WORK ITEM:
In the entries below, find the line containing "[(340, 88)]" and the line containing "[(11, 128), (146, 144)]". Copy those two lines and everything between them exactly, and only that.

* * * * * * *

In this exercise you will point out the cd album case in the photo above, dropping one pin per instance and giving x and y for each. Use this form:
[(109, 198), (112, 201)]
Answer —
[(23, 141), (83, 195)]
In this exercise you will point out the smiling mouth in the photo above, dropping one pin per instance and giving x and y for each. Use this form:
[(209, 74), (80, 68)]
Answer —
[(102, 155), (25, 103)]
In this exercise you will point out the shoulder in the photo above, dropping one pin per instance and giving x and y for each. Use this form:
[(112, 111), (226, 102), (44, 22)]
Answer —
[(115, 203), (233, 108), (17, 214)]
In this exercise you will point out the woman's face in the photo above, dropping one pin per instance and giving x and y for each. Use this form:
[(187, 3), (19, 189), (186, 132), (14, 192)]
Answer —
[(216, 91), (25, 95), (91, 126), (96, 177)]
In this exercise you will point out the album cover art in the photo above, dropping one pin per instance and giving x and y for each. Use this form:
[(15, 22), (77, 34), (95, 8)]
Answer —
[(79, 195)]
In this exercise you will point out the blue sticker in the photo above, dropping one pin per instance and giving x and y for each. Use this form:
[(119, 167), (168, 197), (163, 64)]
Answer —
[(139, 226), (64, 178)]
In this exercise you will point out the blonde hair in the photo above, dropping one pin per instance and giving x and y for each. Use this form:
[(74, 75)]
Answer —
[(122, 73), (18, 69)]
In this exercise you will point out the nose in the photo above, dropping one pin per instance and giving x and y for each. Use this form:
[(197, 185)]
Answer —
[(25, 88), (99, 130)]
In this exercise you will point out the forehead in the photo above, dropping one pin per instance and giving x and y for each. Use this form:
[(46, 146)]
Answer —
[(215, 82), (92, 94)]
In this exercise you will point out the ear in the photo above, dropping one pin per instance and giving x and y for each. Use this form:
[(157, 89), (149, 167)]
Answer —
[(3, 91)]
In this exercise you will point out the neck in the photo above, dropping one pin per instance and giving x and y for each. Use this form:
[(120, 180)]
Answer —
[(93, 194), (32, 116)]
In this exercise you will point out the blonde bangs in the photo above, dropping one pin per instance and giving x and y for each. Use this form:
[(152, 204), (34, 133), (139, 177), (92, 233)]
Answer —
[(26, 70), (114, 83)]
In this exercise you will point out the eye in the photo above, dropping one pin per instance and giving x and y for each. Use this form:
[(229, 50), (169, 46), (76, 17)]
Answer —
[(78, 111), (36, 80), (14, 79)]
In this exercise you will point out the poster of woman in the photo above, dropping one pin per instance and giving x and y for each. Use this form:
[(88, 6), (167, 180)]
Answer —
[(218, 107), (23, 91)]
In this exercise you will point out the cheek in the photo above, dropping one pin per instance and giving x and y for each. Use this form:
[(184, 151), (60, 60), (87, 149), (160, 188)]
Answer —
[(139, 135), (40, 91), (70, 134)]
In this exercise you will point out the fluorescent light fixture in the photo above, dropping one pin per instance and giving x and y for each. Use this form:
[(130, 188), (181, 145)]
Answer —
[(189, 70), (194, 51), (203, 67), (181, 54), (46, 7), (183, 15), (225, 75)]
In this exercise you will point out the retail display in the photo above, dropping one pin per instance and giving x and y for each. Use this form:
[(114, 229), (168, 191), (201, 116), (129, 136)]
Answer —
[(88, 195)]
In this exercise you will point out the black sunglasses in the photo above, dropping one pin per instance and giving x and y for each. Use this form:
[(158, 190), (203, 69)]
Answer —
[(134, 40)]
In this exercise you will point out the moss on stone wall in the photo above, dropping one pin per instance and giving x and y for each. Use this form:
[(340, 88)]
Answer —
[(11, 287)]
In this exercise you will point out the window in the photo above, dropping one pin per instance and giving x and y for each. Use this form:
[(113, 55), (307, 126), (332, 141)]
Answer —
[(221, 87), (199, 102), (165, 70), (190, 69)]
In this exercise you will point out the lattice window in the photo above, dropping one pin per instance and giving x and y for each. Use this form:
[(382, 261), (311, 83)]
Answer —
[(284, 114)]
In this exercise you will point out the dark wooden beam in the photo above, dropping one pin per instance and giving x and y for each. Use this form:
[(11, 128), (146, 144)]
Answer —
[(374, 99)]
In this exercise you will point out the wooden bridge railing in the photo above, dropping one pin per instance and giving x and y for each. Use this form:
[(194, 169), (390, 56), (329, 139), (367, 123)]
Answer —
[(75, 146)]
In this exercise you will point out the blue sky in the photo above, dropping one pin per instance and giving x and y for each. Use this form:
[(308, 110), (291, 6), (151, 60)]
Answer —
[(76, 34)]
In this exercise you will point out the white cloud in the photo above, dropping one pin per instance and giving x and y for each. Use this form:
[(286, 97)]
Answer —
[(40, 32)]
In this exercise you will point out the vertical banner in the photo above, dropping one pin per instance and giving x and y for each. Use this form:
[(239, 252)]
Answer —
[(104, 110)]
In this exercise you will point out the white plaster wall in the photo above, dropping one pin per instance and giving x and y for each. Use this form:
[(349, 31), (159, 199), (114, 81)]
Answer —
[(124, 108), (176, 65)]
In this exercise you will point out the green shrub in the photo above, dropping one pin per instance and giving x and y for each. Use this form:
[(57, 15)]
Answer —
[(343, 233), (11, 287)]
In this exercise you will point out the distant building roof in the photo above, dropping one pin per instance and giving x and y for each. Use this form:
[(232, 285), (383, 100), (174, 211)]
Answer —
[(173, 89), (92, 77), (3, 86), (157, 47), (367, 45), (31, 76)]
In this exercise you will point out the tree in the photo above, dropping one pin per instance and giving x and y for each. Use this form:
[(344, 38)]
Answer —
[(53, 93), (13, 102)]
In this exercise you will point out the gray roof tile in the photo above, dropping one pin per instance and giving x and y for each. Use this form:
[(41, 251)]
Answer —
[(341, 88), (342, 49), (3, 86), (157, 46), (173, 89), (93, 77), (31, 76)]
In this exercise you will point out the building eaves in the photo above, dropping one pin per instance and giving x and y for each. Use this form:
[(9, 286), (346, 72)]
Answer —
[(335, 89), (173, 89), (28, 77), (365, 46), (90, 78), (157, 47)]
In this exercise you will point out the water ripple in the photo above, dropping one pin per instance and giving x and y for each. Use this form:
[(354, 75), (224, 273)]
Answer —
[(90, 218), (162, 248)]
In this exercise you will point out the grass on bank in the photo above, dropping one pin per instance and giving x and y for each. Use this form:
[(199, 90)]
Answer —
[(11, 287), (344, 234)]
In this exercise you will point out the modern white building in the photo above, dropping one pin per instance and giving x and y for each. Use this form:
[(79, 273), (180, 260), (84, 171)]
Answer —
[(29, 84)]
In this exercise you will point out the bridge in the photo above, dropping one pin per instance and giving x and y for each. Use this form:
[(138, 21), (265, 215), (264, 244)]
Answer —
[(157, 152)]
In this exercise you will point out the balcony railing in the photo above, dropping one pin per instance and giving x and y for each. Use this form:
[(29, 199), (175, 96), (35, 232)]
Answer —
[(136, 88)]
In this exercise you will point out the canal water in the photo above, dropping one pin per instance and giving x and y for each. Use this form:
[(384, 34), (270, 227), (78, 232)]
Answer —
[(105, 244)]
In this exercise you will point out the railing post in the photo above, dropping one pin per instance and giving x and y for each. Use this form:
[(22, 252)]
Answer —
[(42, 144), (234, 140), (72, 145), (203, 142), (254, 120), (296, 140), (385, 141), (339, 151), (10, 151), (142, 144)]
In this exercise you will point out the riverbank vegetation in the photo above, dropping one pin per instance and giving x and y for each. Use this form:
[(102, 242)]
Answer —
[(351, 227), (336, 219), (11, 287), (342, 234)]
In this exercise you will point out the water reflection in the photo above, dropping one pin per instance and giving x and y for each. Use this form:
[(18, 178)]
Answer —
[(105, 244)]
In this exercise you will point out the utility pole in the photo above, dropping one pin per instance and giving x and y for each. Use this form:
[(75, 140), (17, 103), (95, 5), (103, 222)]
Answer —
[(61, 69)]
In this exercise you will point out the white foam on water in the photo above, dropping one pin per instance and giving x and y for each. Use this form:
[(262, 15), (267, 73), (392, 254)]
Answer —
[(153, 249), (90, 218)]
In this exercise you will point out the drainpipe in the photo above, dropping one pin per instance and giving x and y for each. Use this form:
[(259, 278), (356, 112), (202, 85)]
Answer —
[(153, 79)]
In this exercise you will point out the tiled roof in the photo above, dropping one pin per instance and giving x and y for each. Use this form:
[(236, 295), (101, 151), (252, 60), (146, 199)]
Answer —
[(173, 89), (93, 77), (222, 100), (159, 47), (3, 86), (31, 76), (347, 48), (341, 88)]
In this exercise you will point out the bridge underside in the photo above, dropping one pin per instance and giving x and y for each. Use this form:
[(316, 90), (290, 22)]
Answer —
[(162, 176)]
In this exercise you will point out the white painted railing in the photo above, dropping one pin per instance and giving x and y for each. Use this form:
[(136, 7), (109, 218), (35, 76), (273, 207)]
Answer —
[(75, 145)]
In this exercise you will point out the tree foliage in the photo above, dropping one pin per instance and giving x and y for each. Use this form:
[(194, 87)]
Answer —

* * * * * * *

OUTPUT FOR THIS TASK:
[(340, 88)]
Answer —
[(11, 287)]
In this exercise you will point out the window in the photo above, dropping one pin per instance and giving x and y for each. Use this form:
[(113, 55), (307, 126), (332, 141)]
Answer —
[(221, 87), (199, 102), (165, 70), (190, 69)]
In this exercise you will point out the lattice window in the photo above, dropping one pin per instance and giving x and y for each. Use this form:
[(382, 261), (311, 83)]
Answer —
[(284, 114)]
In this exercise you will point out the dark wooden beam in the photo above, dropping one pin per instance and giving x and y for each. Use this form:
[(11, 128), (146, 144)]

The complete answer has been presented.